KUTIPAN:
• • •

Selasa, 30 April 2019

Siaga Bencana Wujud Patuh pada Allah


Wawancara dengan Patra Rina Dewi
Direktur Eksekutif Komunitas Siaga Tsunami (KOGAMI)
Kita budayakan siaga bencana, jangan sampai menyesal karena kita tidak melakukan ikhtiar apapun. Siaga bencana adalah wujud cinta pada keluarga dan juga wujud patuh atas perintah Allah, yaitu Iqra.
Jangan lagi paradigma tanggap darurat yang lebih dominan tapi semestinya paradigma pengurangan risiko bencana secara komprehensif yang harus diutamakan.
Sesungguhnya mitigasi struktural yang tidak dibarengi dengan mitigasi kultural adalah pemborosan.

Apa yang ingin Anda katakan terkait dengan kesiapan masyarakat, terutama warga Padang dan Sumbar umumnya, menghadapi bencana gempa bumi dan tsunami. Dan bagaimana dengan pemerintah?

Untuk Sumatera Barat, memang sudah tampak upaya-upaya mitigasi bencana gempa dan tsunami yang dilakukan bersama-sama pemerintah daerah dan masyarakat. Masyarakat kita belum sepenuhnya siap. Satu indikator yang mesti tumbuh kesiapan masyarakat terkait dengan rencana evakuasi keluarga.
Setiap anggota keluarga mengetahui potensi bencana di sekitar tempat tinggal mereka terutama apakah di zona terdampak gempa dan atau tsunami atau di zona prakiraan aman tsunami.
Jika di zona terdampak, maka anggota keluarga harus telah mengetahui  cara penyelamatan diri dari gempa, mengetahui jalur evakuasi menuju zona prakiraan aman, bukit atau bangunan tempat evakuasi sementara/selter, serta telah melatih diri untuk menyusuri jalur evakuasi tersebut serta terlibat aktif dalam upaya-upaya kesiapsiagaan bencana.
Saya melihat ini belum wujud dan tumbuh di tengah masyarakat. Untuk pemerintah daerah, juga belum terlihat keseriusan dalam pengarusutamaan pengurangan risiko bencana.
Ada upaya pengadaan infrastruktur pendukung evakuasi seperti selter yang telah dibangun, sekarang tidak terawat, bahkan kabel-kabel listrik sudah hilang. Begitupun sirene sebagai alat diseminasi peringatan dini juga banyak yang rusak.
Sesungguhnya mitigasi struktural yang tidak dibarengi dengan mitigasi kultural adalah pemborosan.
Pemerintah tak punya manajemen dan strategi kebencanaan dan belum tersusun secara sistematis. Penanganan bencana masih tampak sporadis, bagaimana menurut Anda?

• • •

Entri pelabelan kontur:

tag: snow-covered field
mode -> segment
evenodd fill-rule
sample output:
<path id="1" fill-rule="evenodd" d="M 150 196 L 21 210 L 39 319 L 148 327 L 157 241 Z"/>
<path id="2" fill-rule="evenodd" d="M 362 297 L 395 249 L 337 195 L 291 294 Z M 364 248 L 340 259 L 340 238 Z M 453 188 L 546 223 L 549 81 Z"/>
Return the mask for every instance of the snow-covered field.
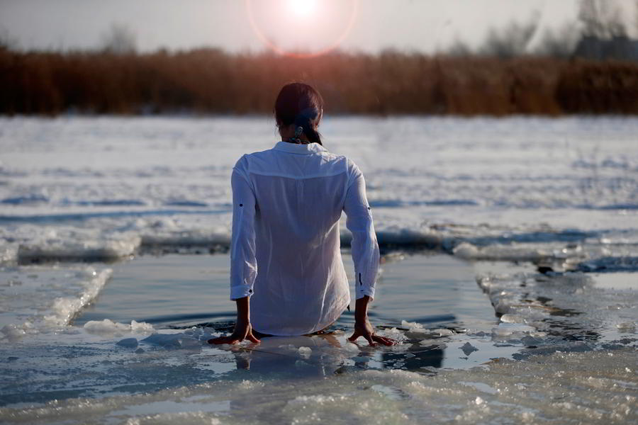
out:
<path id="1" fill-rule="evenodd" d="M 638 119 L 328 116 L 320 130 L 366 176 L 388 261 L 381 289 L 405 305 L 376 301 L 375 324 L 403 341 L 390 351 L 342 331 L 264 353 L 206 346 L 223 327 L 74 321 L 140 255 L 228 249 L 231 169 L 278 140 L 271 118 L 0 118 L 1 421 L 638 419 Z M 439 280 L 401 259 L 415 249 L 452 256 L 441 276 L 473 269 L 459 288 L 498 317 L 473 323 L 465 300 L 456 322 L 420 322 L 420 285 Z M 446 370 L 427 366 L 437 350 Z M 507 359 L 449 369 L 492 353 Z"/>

• • •

PETUNJUK LATIHAN:
- 1) Dalam wawancara tentang siaga bencana, sebutkan semua masalah yang disampaikan tentang sarana pendukung evakuasi dan alat peringatan dini.
- 2) Susun semua baris dalam entri pelabelan kontur menjadi daftar bernomor tanpa baris kosong. Gambarnya jangan dimasukkan ke dalam jawaban.
Wawancara dan entri di atas adalah dua bahan yang tidak saling berkaitan.

HASIL PER TUGAS:
- 1)
- Selter yang telah dibangun sekarang tidak terawat.
- Kabel-kabel listrik sudah hilang.
- Banyak sirene peringatan dini yang rusak.

- 2)
1. tag: snow-covered field
2. mode -> segment
3. evenodd fill-rule
4. sample output:
5. <path id="1" fill-rule="evenodd" d="M 150 196 L 21 210 L 39 319 L 148 327 L 157 241 Z"/>
6. <path id="2" fill-rule="evenodd" d="M 362 297 L 395 249 L 337 195 L 291 294 Z M 364 248 L 340 259 L 340 238 Z M 453 188 L 546 223 L 549 81 Z"/>
7. Return the mask for every instance of the snow-covered field.
8. out:
9. <path id="1" fill-rule="evenodd" d="M 638 119 L 328 116 L 320 130 L 366 176 L 388 261 L 381 289 L 405 305 L 376 301 L 375 324 L 403 341 L 390 351 L 342 331 L 264 353 L 206 346 L 223 327 L 74 321 L 140 255 L 228 249 L 231 169 L 278 140 L 271 118 L 0 118 L 1 421 L 638 419 Z M 439 280 L 401 259 L 415 249 L 452 256 L 441 276 L 473 269 L 459 288 L 498 317 L 473 323 L 465 300 L 456 322 L 420 322 L 420 285 Z M 446 370 L 427 366 L 437 350 Z M 507 359 L 449 369 L 492 353 Z"/>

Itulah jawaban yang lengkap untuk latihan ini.